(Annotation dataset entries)
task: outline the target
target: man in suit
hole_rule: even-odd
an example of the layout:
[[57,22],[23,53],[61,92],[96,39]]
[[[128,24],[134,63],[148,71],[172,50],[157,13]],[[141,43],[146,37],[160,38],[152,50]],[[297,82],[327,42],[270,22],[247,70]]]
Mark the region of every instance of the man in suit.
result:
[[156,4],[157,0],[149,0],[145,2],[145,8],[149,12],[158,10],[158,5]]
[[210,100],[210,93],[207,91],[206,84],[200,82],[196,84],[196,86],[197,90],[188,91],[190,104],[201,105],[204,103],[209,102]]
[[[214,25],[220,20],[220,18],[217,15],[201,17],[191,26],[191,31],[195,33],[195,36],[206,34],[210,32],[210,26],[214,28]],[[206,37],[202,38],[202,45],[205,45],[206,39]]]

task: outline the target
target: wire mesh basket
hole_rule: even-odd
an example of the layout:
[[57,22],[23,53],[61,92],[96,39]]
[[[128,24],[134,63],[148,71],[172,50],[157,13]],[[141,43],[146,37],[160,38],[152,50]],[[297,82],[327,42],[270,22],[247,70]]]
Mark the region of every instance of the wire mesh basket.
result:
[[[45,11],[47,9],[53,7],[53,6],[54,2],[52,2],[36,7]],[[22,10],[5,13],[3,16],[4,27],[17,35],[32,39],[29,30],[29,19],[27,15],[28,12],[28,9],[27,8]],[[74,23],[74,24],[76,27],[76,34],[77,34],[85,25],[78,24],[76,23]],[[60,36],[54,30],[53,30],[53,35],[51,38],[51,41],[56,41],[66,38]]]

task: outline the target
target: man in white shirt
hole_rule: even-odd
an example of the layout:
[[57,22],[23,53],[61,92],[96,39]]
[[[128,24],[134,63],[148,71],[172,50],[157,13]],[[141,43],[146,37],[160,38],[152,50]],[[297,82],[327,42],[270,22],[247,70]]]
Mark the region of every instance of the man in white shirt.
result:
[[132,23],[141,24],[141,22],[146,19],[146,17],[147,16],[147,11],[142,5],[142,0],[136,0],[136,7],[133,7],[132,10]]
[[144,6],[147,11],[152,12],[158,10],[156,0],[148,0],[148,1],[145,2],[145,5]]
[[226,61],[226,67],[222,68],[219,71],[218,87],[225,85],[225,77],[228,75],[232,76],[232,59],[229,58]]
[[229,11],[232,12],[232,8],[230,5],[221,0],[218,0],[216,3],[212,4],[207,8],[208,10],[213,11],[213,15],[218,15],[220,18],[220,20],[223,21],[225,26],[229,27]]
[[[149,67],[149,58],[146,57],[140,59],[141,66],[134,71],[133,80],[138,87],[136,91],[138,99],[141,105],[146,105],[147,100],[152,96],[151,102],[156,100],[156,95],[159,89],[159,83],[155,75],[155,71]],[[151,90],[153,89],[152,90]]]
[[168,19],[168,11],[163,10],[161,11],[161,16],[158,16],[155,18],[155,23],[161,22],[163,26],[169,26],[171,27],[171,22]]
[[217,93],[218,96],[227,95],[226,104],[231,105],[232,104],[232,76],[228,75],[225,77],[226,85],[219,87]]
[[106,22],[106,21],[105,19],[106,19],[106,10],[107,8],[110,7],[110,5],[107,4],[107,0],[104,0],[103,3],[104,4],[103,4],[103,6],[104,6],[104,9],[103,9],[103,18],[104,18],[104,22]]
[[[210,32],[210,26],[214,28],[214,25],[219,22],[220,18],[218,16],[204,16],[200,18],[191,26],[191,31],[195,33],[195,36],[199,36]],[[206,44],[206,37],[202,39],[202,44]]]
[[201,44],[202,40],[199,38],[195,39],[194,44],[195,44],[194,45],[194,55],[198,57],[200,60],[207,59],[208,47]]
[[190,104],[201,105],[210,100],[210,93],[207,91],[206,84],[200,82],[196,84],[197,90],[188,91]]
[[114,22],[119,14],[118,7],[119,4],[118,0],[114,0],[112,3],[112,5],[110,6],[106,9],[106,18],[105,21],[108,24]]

#### Exercise instructions:
Locate every line in the entries above that contains the word "instance", and copy each of those lines.

#### Exercise output:
Mark the region of every instance of the man in suit.
Mark the region of every instance of the wire mesh basket.
Mark the region of every instance of the man in white shirt.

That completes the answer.